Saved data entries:
--- START ---
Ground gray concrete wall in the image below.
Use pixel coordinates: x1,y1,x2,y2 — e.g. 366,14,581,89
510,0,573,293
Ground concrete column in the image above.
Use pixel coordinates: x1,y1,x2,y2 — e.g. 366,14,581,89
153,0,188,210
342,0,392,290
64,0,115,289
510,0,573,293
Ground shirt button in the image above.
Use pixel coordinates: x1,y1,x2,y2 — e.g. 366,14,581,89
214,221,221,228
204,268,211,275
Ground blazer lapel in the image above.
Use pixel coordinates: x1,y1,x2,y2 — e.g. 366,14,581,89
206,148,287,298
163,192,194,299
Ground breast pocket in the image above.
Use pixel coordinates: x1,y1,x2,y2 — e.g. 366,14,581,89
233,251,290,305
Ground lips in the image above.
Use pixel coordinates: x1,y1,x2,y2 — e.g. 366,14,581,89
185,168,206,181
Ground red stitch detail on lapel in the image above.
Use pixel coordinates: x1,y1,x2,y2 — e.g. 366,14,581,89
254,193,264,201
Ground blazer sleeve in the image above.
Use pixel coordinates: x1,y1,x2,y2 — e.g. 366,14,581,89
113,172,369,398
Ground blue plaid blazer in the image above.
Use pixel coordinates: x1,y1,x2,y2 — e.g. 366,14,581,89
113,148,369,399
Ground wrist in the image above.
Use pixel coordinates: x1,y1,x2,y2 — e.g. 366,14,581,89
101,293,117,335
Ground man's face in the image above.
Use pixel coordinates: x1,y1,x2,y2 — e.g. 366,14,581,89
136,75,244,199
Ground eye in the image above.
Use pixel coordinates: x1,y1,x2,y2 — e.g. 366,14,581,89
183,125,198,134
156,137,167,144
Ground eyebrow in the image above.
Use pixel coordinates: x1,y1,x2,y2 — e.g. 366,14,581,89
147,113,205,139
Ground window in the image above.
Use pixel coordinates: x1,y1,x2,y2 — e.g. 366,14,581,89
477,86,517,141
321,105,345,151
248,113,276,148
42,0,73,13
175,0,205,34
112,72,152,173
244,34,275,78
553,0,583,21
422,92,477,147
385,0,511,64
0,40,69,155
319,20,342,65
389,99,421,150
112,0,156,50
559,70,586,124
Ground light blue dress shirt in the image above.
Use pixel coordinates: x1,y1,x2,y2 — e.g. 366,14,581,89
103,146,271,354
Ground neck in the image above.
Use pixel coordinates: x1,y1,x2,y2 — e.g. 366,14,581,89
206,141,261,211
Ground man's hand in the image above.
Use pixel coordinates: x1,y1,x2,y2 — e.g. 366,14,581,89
--- END ---
_Problem to work on_
Looking at the data above, write out exactly the lines that start at the one containing "Ground eye in the image above." and end at the one containing "Ground neck in the image above."; include both and nothing beyond.

_Output for this task_
Ground eye in the image above.
Use pixel coordinates: x1,y1,x2,y2 — e.g. 366,14,581,89
183,125,198,134
156,137,167,144
Ground eyebrow in the image above.
Use pixel coordinates: x1,y1,x2,y2 — e.g. 366,14,581,89
147,113,205,139
Ground window in the image above.
Use pixel coordinates: x1,y1,x2,y2 — e.g. 366,14,581,89
477,86,517,141
321,105,345,151
248,113,276,148
42,0,73,13
175,0,205,34
112,72,152,173
244,34,275,78
553,0,583,21
422,92,477,147
385,0,511,64
0,40,69,155
319,20,342,65
389,99,421,150
112,0,156,50
559,70,586,124
Ground light blue dress shirt in the image above.
Use pixel coordinates: x1,y1,x2,y2 — e.g. 366,14,581,89
103,146,271,354
Ground neck in the image above.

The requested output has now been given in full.